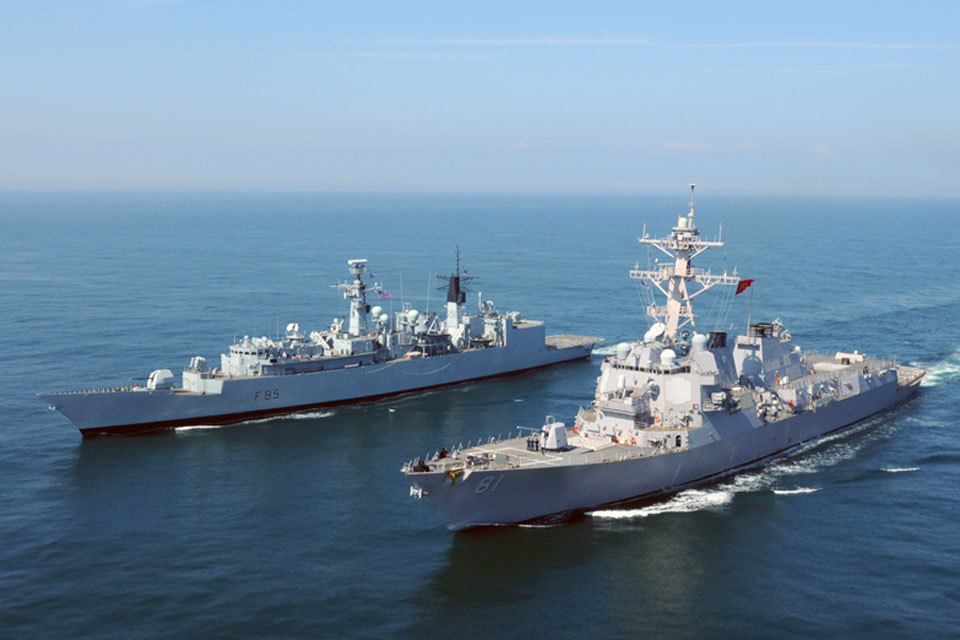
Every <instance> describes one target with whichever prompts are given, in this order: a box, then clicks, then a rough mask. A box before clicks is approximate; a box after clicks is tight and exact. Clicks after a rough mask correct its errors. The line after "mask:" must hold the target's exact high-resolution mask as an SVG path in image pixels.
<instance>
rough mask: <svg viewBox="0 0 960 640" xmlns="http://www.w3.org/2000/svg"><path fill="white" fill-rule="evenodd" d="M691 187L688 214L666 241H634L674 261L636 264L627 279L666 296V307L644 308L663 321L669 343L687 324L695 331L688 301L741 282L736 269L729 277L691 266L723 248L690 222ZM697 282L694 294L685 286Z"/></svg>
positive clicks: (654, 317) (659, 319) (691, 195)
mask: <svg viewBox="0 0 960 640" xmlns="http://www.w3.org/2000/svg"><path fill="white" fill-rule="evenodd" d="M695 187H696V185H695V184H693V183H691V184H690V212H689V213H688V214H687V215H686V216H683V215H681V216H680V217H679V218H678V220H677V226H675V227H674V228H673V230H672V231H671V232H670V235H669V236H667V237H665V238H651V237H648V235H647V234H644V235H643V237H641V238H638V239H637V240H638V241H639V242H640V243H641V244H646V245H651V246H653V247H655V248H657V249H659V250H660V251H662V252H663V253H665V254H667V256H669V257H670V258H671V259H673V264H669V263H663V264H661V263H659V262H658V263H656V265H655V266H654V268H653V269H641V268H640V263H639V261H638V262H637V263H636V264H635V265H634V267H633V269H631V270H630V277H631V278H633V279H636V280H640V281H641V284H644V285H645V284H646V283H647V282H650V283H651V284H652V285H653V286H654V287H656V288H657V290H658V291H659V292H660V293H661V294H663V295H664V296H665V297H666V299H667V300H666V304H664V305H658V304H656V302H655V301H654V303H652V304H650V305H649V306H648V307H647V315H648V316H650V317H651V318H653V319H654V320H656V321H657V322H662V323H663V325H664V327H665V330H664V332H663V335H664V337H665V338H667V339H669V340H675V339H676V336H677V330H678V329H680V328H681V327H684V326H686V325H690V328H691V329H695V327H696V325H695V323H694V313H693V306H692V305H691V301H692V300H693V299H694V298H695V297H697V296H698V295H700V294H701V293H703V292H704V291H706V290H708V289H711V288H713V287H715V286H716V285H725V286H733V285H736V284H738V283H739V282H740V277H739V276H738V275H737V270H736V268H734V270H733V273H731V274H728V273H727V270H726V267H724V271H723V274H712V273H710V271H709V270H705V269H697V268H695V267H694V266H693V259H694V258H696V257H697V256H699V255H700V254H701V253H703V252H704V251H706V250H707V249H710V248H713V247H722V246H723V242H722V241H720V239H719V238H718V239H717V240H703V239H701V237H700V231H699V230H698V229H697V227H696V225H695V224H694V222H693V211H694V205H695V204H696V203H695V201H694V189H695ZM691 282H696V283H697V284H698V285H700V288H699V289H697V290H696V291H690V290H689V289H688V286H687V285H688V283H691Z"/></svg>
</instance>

* [TASK DIRECTIONS]: Would you return the material above exactly, apart from its pictures?

* [EXERCISE RESPONSE]:
Every <instance> describes one target with whichever prompts are given, in this order: a box, then clicks, then a rough mask. A box before clicks is approximate; a box after clicks is tight and exact. Clicks after a rough mask correct its errors. The line after "mask:" must hold the target's exact high-resolution mask as an SVG path in image pixels.
<instance>
rough mask: <svg viewBox="0 0 960 640" xmlns="http://www.w3.org/2000/svg"><path fill="white" fill-rule="evenodd" d="M691 187L688 214L666 241H634L674 261L636 264L627 279L666 296V307L644 308L663 321L669 343L687 324L695 331L688 301L741 282L736 269L729 277L691 266L723 248L690 222ZM697 282L694 294L685 286Z"/></svg>
positive clicks: (654, 317) (659, 319) (691, 195)
mask: <svg viewBox="0 0 960 640" xmlns="http://www.w3.org/2000/svg"><path fill="white" fill-rule="evenodd" d="M695 187H696V185H695V184H693V183H691V184H690V212H689V213H688V214H687V215H686V216H683V215H681V216H680V217H679V218H678V220H677V226H675V227H674V228H673V230H672V231H671V232H670V235H669V236H667V237H665V238H651V237H648V235H647V234H644V235H643V237H641V238H638V239H637V240H638V241H639V242H640V243H641V244H646V245H651V246H653V247H655V248H657V249H659V250H660V251H662V252H663V253H665V254H667V256H669V257H670V258H671V259H673V264H669V263H663V264H661V263H659V262H658V263H656V265H655V266H654V268H653V269H641V268H640V263H639V261H638V262H637V263H636V264H635V265H634V267H633V269H631V270H630V277H631V278H633V279H636V280H640V281H641V284H644V285H645V284H646V283H647V282H650V283H651V284H652V285H653V286H654V287H656V288H657V290H658V291H659V292H660V293H661V294H663V295H664V296H665V297H666V299H667V300H666V304H664V305H658V304H656V302H655V301H654V303H652V304H650V305H649V306H648V307H647V315H648V316H650V317H651V318H653V319H654V320H656V321H657V322H662V323H663V325H664V327H665V330H664V332H663V335H664V337H665V338H667V339H669V340H675V339H676V336H677V330H678V329H680V328H681V327H684V326H686V325H690V328H691V329H695V327H696V325H695V323H694V313H693V306H692V305H691V301H692V300H693V299H694V298H695V297H697V296H698V295H700V294H701V293H703V292H704V291H706V290H708V289H711V288H713V287H715V286H716V285H725V286H733V285H736V284H738V283H739V282H740V277H739V276H738V275H737V270H736V268H734V270H733V273H731V274H728V273H727V270H726V267H724V271H723V274H712V273H710V271H709V270H705V269H697V268H695V267H694V266H693V259H694V258H696V257H697V256H699V255H700V254H701V253H703V252H704V251H706V250H707V249H710V248H713V247H722V246H723V242H722V241H720V239H719V238H718V239H717V240H703V239H701V237H700V231H699V230H698V229H697V227H696V225H695V224H694V222H693V211H694V205H695V204H696V203H695V201H694V189H695ZM691 282H696V283H697V284H698V285H700V288H699V289H697V290H696V291H690V290H689V289H688V286H687V285H688V283H691Z"/></svg>
</instance>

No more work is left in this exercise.